**Supplied entries**.
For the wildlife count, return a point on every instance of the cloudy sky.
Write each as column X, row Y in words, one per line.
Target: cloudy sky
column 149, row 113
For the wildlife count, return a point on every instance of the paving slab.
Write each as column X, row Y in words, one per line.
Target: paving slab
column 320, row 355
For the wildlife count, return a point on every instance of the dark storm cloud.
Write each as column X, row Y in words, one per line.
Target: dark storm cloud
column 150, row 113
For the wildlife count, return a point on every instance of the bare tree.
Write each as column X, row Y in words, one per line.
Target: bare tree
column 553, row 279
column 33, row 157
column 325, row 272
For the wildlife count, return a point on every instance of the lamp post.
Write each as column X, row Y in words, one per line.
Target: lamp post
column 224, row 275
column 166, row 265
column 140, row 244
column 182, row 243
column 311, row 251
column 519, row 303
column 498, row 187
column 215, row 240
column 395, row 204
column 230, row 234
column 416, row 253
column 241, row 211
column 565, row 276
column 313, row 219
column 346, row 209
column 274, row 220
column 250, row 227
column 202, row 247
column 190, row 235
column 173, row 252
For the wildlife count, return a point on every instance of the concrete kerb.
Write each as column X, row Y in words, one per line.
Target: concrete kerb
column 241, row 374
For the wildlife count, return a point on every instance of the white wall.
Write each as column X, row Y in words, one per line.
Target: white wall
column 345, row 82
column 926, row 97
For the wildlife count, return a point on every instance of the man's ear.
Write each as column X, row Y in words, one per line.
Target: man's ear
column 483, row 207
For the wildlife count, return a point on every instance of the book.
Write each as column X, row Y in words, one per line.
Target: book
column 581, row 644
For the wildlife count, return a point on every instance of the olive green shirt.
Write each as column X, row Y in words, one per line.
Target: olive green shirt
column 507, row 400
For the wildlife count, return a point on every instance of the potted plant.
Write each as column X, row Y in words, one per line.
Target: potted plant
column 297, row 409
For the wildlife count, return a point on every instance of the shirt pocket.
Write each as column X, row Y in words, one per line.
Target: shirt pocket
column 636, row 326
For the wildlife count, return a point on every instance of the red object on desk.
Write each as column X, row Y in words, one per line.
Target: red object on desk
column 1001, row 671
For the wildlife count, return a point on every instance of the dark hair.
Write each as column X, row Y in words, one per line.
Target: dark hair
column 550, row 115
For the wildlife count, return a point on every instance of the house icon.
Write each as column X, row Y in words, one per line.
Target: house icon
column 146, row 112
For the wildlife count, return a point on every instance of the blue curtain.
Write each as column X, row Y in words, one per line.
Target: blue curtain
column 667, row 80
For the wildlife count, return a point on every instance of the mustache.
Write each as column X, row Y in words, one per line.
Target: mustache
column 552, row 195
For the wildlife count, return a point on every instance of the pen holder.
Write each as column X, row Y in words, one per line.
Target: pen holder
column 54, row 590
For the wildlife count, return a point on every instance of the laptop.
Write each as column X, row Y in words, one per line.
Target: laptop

**Stated exercise**.
Reproduce all of the data above verbatim, keeping every line and its order unchanged.

**Result for this task**.
For the wildlife count, return a point on every instance of the cloudy sky.
Write each as column X, row Y in words, one per line.
Target: cloudy sky
column 149, row 113
For the wildlife count, return a point on every instance of the paving slab.
Write each as column X, row Y in words, one per line.
Target: paving slab
column 320, row 355
For the wildlife count, return a point on every instance of the dark storm cloud.
Write each as column X, row Y in words, one per line.
Target: dark storm cloud
column 150, row 113
For the wildlife count, return a point on every instance of the bare tree.
Write each as column X, row Y in words, one per line.
Target: bare tree
column 553, row 279
column 33, row 157
column 325, row 272
For the wildlife count, return a point on every instance of the lamp post.
Write each as column X, row Y in words, one per line.
Target: lamp post
column 224, row 275
column 166, row 265
column 140, row 244
column 182, row 243
column 311, row 251
column 519, row 303
column 498, row 187
column 215, row 240
column 395, row 204
column 230, row 234
column 416, row 253
column 241, row 211
column 565, row 276
column 313, row 219
column 346, row 209
column 274, row 220
column 250, row 227
column 202, row 247
column 190, row 235
column 173, row 252
For the wildlife count, return a point on every instance of the concrete kerb.
Write each as column X, row Y in words, one per line.
Target: concrete kerb
column 241, row 374
For the wildlife count, return a point on every instance of the white wall.
Write each as column X, row Y in words, one per line.
Target: white wall
column 345, row 82
column 926, row 97
For the wildlife count, return a point on every instance of the man's ear.
Write each as column X, row Y in words, one per line.
Target: man's ear
column 483, row 207
For the wildlife count, return a point on every instance of the book.
Write each as column X, row Y in words, one per line.
Target: book
column 581, row 644
For the wildlife count, return a point on every instance of the olive green shirt.
Write each as column X, row Y in words, one per line.
Target: olive green shirt
column 507, row 400
For the wildlife count, return a point on every instance of the potted plant.
Write each as column X, row Y in words, one per line.
Target: potted plant
column 297, row 409
For the wildlife count, return a point on every instance of the shirt pocket.
Write each as column X, row Y in words, one per line.
Target: shirt pocket
column 636, row 326
For the wildlife count, return a point on every instance of the red object on desk.
Write each as column X, row Y in words, one per line.
Target: red object on desk
column 1001, row 671
For the wildlife count, return a point on every instance of the dark hair.
Write each as column X, row Y in words, one per line.
Target: dark hair
column 550, row 115
For the wildlife count, return a point on every instance of the house icon.
Write each as column X, row Y in words, one per line.
Target: house icon
column 146, row 112
For the wildlife count, return a point on every instance of the blue curtain.
Write each as column X, row Y in words, one per line.
Target: blue curtain
column 667, row 80
For the wildlife count, return a point on every instance of the mustache.
Write each as column X, row Y in words, one per line.
Target: mustache
column 552, row 195
For the wildlife count, return a point on every instance of the pen holder.
Write each as column X, row Y in words, one per line.
Target: pen holder
column 54, row 590
For the wildlife count, return a point on every instance of the laptop.
Write each as column X, row Y in words, one per line.
Target: laptop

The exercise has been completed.